◆ **Supplied text**:
========

However, bar the impact on employees who risked losing their jobs, there has yet to be any evidence presented that shows that placing SAA under business rescue and the subsequent closure of certain routes had any significant impact on the tourism industry. Nor did SAA’s woes put any strain on the country’s aviation sector. By strain, I mean there is no evidence that the airline industry couldn’t cope with the scaling down of SAA’s route network.
Let me then spell out the kind of detail that citizens require to assess whether government knows what it is committing public resources to, and whether such expenditure will provide value for money.
Firstly, growth in air travel has been, and will be for the foreseeable future, driven by domestic and regional flights in Africa and Asia. These continents have the fastest-growing populations and the highest movement of people from rural to urban areas. The greatest growth in middle-income earners is on these continents. Existing international routes don’t offer much growth opportunities. In addition, competition for bums on seats is most keen on the international routes. By the way, SAA burnt most of its finances on these routes – on some of them, SAA became the most expensive airline, measured on the cost of a ticket.

========

◆ **Referring expression data**:
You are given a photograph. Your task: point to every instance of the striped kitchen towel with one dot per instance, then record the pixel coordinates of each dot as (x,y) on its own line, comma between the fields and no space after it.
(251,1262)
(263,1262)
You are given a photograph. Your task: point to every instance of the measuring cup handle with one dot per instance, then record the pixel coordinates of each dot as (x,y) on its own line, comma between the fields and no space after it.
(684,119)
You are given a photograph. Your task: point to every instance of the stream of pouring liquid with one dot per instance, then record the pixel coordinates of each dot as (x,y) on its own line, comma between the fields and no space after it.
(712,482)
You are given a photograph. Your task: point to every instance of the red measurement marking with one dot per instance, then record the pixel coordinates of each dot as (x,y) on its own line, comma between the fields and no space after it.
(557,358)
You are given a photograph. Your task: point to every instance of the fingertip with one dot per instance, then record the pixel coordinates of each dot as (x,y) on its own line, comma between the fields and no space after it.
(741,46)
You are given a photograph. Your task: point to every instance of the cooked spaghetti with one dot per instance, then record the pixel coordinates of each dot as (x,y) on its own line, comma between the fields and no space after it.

========

◆ **What the task requires**: Copy the part of the SAA passage exactly, starting with "Let me then" and going on through "of a ticket.".

◆ **Exercise answer**:
Let me then spell out the kind of detail that citizens require to assess whether government knows what it is committing public resources to, and whether such expenditure will provide value for money.
Firstly, growth in air travel has been, and will be for the foreseeable future, driven by domestic and regional flights in Africa and Asia. These continents have the fastest-growing populations and the highest movement of people from rural to urban areas. The greatest growth in middle-income earners is on these continents. Existing international routes don’t offer much growth opportunities. In addition, competition for bums on seats is most keen on the international routes. By the way, SAA burnt most of its finances on these routes – on some of them, SAA became the most expensive airline, measured on the cost of a ticket.